*WHAT TO PRODUCE*. Please list each mine disaster named in the methane explosion text, with the death toll given for it.

*PAGE TEXT*.
A methane explosion is one of the most violent mine accidents which could result in a high death toll and devastating financial losses. In 1906, 1099 miners were killed in the Courrieres Coal Mine explosion in France. In December 1907, the Monongah Numbers Six and Eight explosions in West Virginia, USA, claimed 362 lives, which was the worst American mine disaster. Moreover, in May 1928, 195 miners were killed in the Mather Number One mine explosion in Pennsylvania, USA. The most catastrophic explosion ever recorded was the Honkeiko Colliery disaster of 1942, in China, in which 1549 miners lost their lives [1]. Despite the attention to mining safety brought by methane explosions, accidental deaths in the coal industry continued through the mid-20th Century. For example, in December 1951, a methane explosion in Orient Number Two Mine, Illinois, resulted in 119 fatalities. From 1900 to 2010, 10,390 miners lost their lives in 420 explosions in the USA alone. Methane explosions continue to be the number one killer amongst all mining accidents [2].

*ENTRIES SHOWN*.
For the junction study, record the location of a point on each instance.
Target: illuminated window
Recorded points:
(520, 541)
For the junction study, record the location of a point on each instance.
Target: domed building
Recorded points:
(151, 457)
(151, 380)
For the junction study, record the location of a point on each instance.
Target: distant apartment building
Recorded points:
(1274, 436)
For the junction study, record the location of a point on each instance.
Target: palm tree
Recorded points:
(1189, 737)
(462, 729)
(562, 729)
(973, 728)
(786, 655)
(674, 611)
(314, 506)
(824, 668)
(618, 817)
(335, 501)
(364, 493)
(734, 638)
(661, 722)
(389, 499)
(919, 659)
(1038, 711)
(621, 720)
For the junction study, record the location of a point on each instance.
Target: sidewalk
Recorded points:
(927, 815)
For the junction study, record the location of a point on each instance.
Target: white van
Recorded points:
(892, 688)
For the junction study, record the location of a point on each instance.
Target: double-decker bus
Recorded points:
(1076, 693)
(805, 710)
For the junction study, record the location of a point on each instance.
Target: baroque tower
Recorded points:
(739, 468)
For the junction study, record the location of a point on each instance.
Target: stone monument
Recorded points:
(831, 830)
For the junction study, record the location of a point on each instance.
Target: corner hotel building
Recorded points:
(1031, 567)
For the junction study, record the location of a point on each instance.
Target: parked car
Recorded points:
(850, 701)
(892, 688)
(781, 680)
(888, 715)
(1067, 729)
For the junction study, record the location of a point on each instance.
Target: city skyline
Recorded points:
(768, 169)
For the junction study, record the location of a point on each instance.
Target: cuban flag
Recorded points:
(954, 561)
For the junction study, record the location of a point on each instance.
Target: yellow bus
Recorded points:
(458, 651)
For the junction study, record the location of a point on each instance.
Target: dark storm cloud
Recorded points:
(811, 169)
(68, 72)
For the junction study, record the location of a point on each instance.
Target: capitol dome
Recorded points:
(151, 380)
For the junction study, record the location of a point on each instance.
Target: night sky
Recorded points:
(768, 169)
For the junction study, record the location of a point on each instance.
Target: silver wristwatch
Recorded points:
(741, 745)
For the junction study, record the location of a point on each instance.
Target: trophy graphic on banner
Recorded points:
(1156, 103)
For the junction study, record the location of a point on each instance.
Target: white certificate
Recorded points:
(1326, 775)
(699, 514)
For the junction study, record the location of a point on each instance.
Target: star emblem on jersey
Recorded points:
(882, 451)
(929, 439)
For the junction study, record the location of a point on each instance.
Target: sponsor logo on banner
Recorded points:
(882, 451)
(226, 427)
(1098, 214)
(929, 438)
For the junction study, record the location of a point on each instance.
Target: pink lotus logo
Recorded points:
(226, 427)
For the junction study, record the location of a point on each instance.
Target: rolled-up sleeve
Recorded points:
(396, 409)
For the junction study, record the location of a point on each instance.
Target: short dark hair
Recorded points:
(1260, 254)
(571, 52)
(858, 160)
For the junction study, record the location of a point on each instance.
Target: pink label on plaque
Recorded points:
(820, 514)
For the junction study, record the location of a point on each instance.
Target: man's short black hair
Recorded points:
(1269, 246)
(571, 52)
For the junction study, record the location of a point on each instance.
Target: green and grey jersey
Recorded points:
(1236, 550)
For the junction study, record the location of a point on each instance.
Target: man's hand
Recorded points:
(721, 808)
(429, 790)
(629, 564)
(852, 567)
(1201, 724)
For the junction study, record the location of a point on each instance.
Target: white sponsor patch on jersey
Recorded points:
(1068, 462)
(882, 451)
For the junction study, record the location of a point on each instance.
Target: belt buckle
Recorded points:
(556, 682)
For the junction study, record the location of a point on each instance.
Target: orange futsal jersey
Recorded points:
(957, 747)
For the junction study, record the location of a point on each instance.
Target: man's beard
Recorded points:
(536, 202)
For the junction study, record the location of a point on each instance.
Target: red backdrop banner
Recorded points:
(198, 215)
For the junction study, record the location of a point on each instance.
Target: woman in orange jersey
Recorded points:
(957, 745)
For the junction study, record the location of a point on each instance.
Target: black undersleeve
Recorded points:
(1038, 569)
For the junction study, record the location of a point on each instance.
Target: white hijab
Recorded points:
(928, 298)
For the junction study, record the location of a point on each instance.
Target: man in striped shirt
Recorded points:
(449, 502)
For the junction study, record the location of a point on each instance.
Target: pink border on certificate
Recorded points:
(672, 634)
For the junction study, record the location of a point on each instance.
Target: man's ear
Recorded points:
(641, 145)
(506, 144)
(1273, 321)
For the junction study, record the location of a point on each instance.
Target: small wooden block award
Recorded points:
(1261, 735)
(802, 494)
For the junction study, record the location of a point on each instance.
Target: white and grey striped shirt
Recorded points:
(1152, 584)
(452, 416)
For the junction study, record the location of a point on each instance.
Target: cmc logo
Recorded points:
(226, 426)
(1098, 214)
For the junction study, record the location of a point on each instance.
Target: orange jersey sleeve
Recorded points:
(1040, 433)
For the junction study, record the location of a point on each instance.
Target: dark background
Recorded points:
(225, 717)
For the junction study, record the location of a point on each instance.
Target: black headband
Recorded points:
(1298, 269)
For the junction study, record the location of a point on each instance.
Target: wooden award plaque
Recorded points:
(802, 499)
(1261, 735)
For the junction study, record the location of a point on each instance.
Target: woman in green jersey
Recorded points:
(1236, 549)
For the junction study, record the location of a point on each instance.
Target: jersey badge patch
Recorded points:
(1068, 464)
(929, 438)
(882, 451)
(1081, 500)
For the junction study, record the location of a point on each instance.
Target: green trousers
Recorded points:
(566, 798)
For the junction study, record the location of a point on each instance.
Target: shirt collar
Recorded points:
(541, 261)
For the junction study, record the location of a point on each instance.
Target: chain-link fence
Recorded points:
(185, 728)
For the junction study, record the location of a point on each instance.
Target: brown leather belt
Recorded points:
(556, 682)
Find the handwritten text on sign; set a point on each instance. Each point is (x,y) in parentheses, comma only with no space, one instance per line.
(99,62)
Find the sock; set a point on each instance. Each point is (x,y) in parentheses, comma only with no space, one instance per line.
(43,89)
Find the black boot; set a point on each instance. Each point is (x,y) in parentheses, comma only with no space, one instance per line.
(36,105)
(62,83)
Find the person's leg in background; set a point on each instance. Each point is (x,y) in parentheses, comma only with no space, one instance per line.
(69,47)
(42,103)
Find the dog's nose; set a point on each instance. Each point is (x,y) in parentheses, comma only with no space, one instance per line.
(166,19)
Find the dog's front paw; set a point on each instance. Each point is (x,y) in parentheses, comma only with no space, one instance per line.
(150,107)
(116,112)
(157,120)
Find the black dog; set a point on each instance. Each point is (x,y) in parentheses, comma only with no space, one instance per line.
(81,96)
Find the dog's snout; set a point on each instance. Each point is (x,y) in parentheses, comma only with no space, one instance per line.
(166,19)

*CORRECT RESULT*.
- Courrieres Coal Mine explosion (France, 1906): 1099 miners killed
- Monongah Numbers Six and Eight explosions (West Virginia, USA, December 1907): 362 lives
- Mather Number One mine explosion (Pennsylvania, USA, May 1928): 195 miners killed
- Honkeiko Colliery disaster (China, 1942): 1549 miners
- Orient Number Two Mine explosion (Illinois, December 1951): 119 fatalities